### WHAT THE TASK REQUIRES
Without altering anything, output the material below.

-- Begin DATA RECORDS --

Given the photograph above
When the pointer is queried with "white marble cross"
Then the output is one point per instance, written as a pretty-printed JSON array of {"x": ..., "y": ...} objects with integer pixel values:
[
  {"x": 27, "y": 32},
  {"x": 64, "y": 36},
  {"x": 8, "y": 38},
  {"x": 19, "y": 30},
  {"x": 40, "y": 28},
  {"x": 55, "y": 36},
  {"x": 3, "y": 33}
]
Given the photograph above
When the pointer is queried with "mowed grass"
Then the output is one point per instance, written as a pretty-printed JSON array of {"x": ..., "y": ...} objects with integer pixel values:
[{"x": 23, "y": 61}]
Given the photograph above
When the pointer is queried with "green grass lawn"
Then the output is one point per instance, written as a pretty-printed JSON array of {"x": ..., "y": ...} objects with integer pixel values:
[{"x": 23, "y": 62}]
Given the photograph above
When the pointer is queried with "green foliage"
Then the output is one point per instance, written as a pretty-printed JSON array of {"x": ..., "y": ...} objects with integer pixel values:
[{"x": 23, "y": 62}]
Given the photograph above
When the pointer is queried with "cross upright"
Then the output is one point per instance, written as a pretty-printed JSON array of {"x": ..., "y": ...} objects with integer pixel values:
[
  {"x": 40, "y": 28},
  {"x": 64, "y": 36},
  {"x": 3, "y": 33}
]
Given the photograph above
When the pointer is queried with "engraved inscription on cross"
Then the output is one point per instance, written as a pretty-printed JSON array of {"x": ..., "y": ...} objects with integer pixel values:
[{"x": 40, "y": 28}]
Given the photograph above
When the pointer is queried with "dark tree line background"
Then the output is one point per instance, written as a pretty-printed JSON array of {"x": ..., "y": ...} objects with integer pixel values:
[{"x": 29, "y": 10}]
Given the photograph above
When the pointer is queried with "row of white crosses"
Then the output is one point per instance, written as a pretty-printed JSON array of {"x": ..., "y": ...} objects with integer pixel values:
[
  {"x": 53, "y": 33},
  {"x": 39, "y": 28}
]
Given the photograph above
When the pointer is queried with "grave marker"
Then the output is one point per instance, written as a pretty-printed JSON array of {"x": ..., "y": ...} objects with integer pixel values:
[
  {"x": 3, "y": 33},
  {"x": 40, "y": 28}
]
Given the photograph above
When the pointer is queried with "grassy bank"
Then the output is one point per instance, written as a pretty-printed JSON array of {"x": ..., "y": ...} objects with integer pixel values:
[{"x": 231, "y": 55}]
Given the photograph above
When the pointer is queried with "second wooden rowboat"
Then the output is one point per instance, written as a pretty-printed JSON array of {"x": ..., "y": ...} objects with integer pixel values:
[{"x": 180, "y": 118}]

-- End DATA RECORDS --

### ANSWER TO THE EXERCISE
Given the photograph above
When the pointer is queried with "white marble cross"
Then the output is one point per instance, written as a pretty-printed JSON array of {"x": ..., "y": ...} objects with integer pixel values:
[
  {"x": 27, "y": 32},
  {"x": 64, "y": 36},
  {"x": 8, "y": 38},
  {"x": 19, "y": 30},
  {"x": 40, "y": 28},
  {"x": 55, "y": 36},
  {"x": 3, "y": 33}
]
Given the photograph above
When the pointer is queried with "mowed grass"
Then the output is one point per instance, written as a pretty-printed JSON array of {"x": ..., "y": ...} objects with integer pixel values:
[{"x": 23, "y": 61}]
Given the photograph above
When the pointer is queried with "green grass lawn"
Then the output is one point per instance, written as a pretty-printed JSON array of {"x": ..., "y": ...} objects with integer pixel values:
[{"x": 23, "y": 62}]
Given the photograph above
When the pointer is queried with "green foliage"
Then the output is one point per instance, written as a pretty-printed JSON array of {"x": ..., "y": ...} objects with integer pixel values:
[{"x": 23, "y": 62}]
Given the photograph above
When the pointer is queried with "cross upright"
Then the output is one point per instance, written as a pretty-printed JSON array of {"x": ..., "y": ...} objects with integer pixel values:
[
  {"x": 40, "y": 28},
  {"x": 64, "y": 36},
  {"x": 3, "y": 33}
]
Given the photograph above
When the pointer is queried with "engraved inscription on cross"
Then the output is one point per instance, written as a pretty-printed JSON array of {"x": ..., "y": ...} objects with integer pixel values:
[{"x": 40, "y": 28}]
Given the photograph above
When the pointer is queried with "dark tree line background"
Then the output is one point per instance, written as a pretty-printed JSON array of {"x": ..., "y": ...} objects with integer pixel values:
[{"x": 29, "y": 10}]
Given the photograph above
When the pointer is queried with "row of white crosses"
Then the output is one point per instance, written as a pretty-printed JSON array of {"x": ..., "y": ...} objects with integer pixel values:
[
  {"x": 53, "y": 33},
  {"x": 39, "y": 28}
]
Given the photograph above
When the pointer is queried with "grave marker"
Then the output is one point per instance, written as a pretty-printed JSON array of {"x": ..., "y": ...} objects with integer pixel values:
[
  {"x": 3, "y": 33},
  {"x": 40, "y": 28}
]
Given the photograph above
When the pointer is queried with "grassy bank"
Then the output is one point per instance, written as a pretty-printed JSON array of {"x": ..., "y": ...} objects with integer pixel values:
[{"x": 231, "y": 55}]
Given the photograph above
When the pointer is queried with "second wooden rowboat"
Then the output is one point per instance, written as a pretty-printed JSON array of {"x": ..., "y": ...} objects with integer pixel values:
[{"x": 180, "y": 118}]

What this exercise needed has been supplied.